DO THIS => In the lines below, substitute "video still" for every "broadcast frame" and leave everything else the same.

Data items:
____________________
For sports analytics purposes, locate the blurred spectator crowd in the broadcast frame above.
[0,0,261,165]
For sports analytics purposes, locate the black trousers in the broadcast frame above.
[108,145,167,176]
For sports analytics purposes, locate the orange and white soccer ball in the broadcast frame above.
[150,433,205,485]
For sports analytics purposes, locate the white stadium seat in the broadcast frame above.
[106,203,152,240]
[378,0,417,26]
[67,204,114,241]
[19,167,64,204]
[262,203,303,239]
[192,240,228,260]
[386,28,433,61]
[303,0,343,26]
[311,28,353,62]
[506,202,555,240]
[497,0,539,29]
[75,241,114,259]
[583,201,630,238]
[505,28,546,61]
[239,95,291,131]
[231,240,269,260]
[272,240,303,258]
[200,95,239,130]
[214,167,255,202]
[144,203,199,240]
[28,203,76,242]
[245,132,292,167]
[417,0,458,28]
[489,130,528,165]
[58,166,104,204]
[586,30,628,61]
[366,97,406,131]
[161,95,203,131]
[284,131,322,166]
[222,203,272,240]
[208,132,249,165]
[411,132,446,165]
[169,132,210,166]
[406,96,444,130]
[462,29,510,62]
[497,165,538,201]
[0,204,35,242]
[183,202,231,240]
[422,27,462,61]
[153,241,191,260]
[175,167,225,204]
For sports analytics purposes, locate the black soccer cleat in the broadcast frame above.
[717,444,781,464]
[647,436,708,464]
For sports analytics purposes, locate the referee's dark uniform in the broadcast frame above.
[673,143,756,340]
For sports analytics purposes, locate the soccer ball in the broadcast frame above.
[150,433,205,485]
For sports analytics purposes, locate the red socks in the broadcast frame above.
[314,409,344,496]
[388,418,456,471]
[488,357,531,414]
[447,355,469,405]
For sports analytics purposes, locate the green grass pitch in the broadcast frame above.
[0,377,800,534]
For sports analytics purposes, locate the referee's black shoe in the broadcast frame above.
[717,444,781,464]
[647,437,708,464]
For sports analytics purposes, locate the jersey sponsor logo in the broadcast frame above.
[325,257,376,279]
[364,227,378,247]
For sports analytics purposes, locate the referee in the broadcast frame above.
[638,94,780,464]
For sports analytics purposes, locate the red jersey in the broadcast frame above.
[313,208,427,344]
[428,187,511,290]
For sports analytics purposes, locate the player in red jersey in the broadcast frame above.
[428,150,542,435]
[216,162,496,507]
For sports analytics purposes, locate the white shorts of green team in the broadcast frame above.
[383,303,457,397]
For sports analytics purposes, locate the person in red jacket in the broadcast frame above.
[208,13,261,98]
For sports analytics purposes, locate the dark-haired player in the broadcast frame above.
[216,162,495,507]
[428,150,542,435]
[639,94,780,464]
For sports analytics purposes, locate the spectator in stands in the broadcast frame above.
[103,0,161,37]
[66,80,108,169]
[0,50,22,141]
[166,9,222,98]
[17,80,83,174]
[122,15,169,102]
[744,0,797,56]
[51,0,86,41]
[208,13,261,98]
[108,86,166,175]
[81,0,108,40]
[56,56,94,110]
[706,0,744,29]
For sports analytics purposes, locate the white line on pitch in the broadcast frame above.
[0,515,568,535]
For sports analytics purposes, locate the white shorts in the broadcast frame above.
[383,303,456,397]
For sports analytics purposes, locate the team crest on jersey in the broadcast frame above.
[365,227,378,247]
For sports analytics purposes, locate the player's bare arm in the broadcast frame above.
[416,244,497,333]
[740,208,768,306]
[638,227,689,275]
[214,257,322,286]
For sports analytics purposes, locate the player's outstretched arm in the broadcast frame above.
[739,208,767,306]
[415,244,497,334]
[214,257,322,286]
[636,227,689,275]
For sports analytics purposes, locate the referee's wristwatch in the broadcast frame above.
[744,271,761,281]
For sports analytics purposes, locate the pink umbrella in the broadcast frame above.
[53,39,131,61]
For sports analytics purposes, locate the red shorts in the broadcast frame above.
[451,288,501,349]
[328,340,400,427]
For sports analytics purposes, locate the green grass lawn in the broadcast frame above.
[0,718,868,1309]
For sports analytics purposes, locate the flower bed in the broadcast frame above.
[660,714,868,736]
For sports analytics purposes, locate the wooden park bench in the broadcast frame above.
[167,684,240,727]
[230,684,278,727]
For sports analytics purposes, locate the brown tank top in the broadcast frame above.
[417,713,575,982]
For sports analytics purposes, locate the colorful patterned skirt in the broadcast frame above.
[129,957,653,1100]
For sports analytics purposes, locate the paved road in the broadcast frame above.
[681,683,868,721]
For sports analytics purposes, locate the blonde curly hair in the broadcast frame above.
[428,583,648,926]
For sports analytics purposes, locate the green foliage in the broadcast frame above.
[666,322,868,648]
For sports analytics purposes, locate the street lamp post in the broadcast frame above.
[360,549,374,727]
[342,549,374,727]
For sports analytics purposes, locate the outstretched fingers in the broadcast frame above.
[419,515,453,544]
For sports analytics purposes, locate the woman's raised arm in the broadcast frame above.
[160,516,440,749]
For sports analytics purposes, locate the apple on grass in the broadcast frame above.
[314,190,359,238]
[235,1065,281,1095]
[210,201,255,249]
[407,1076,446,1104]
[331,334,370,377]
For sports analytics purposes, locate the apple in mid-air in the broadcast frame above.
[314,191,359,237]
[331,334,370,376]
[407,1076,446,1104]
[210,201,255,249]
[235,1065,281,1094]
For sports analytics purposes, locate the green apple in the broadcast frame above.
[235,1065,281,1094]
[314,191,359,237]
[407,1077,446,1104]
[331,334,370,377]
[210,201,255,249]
____________________
THE RESULT =>
For sports analytics purposes, locate the blurred spectator crowd in the video still above.
[0,0,261,165]
For sports analytics purposes, locate the black trousers in the video still above.
[108,145,167,176]
For sports analytics purposes, locate the orange and white soccer ball in the video still above.
[150,433,205,485]
For sports analytics purposes, locate the white stadium seat in the video still above.
[106,203,152,240]
[378,0,417,26]
[67,204,114,241]
[19,167,64,204]
[262,203,303,239]
[192,240,228,260]
[386,28,433,61]
[303,0,343,26]
[311,28,353,62]
[506,202,555,240]
[497,0,539,29]
[75,241,114,259]
[583,201,630,238]
[505,28,546,61]
[239,95,291,131]
[231,240,269,260]
[272,240,303,258]
[200,95,239,130]
[214,167,255,202]
[144,203,199,240]
[28,203,76,242]
[245,132,292,167]
[417,0,458,28]
[489,130,528,165]
[58,166,104,204]
[586,30,628,61]
[366,97,406,131]
[161,95,203,131]
[284,131,322,166]
[222,203,272,240]
[208,132,249,165]
[411,132,446,165]
[169,132,210,166]
[406,96,444,130]
[462,29,510,62]
[497,165,538,201]
[0,204,35,242]
[183,202,231,240]
[422,27,462,61]
[153,241,191,260]
[175,167,225,204]
For sports analytics purposes, locate the black soccer cleat in the video still above.
[717,444,781,464]
[647,436,708,464]
For sports analytics purposes, locate the referee's dark uniform in the video still above.
[673,143,756,340]
For sports analytics purposes, locate the soccer ball in the video still above.
[150,433,205,485]
For sports analytics purposes, locate the red socks in the video still above.
[314,409,344,496]
[388,418,456,471]
[488,357,531,414]
[447,355,469,405]
For sports analytics purposes, locate the green grass pitch in the video still above.
[0,377,800,534]
For sports analytics purposes, locate the referee's black shoe in the video still above.
[717,444,781,464]
[647,437,708,464]
For sports analytics purposes, locate the jersey sponsor logo in the video still above.
[325,257,376,279]
[364,227,378,247]
For sports analytics purposes, locate the referee in the video still above.
[638,94,780,464]
For sports analytics purposes, locate the red jersey in the video still above.
[313,208,427,344]
[428,187,511,290]
For sports analytics purposes, locate the player in red jersey in the video still above.
[428,150,542,435]
[216,162,496,507]
For sports analytics purposes, locate the white shorts of green team in the video still above.
[383,303,457,397]
For sports analytics purposes, locate the person in red jacket in the video still above.
[208,13,261,98]
For sports analytics purposes, locate the dark-haired player in the video still above.
[216,162,495,507]
[428,150,542,435]
[639,94,780,464]
For sports analytics purposes, locate the spectator in stands in the video still above.
[103,0,161,37]
[66,80,108,169]
[0,50,22,141]
[166,9,222,98]
[17,80,83,174]
[122,15,169,102]
[744,0,797,56]
[51,0,86,41]
[208,13,261,98]
[108,86,166,175]
[81,0,108,40]
[56,56,94,110]
[706,0,744,29]
For sports analytics purposes, locate the white line on pitch in the video still above.
[0,515,568,535]
For sports analytics purposes, locate the white shorts in the video still above.
[383,303,456,397]
For sports analytics purposes, locate the team crest on jersey in the video still above.
[365,227,378,247]
For sports analytics purposes, locate the player's bare arm in the video still above.
[416,244,497,333]
[740,208,768,306]
[638,227,689,275]
[214,257,322,286]
For sports analytics purposes, locate the player's outstretched arm in the video still above.
[739,208,767,306]
[415,244,497,334]
[214,257,322,286]
[636,227,689,275]
For sports analytics purposes, locate the referee's wristwatch in the video still above.
[744,271,761,281]
For sports analytics purposes, locate the pink umbrella in the video still above.
[53,39,131,61]
For sports analytics purposes, locate the red shorts in the video still above.
[451,288,501,349]
[328,340,400,427]
For sports analytics purposes, locate the green grass lawn in the video still above.
[0,718,868,1309]
For sports analytics purposes, locate the flower bed in the video still above.
[660,714,868,736]
For sports analytics purposes, locate the wooden park bench in the video still above.
[167,684,240,727]
[230,684,278,727]
For sports analytics purposes, locate the brown tank top in the video still above.
[417,713,575,982]
For sports analytics purposes, locate the colorful patterned skirt in the video still above.
[129,957,653,1100]
For sports analytics purposes, locate the paved road in the video still above.
[681,683,868,721]
For sports analytics purposes, locate the blonde curly hair in the video still above.
[428,583,648,926]
For sports analytics purposes, locate the green foliage in the video still above.
[666,322,868,648]
For sports analytics purposes, locate the street lamp post in the video still above.
[360,549,374,727]
[342,549,374,727]
For sports analytics purposes, locate the outstretched fingers in the video still above.
[419,515,453,544]
For sports analytics purposes, locate the woman's raised arm in the video still above.
[160,516,440,749]
For sports analytics purposes, locate the apple on grass in the video still above.
[314,190,359,238]
[235,1065,281,1095]
[210,201,255,249]
[407,1076,446,1104]
[331,334,370,377]
For sports analytics purposes, locate the apple in mid-air in the video still above.
[314,191,359,237]
[331,334,370,376]
[407,1076,446,1104]
[210,201,255,249]
[235,1065,281,1094]
For sports analytics purposes, locate the green apple in the video still above.
[235,1065,281,1094]
[314,191,359,237]
[407,1077,446,1104]
[331,334,370,377]
[210,201,255,249]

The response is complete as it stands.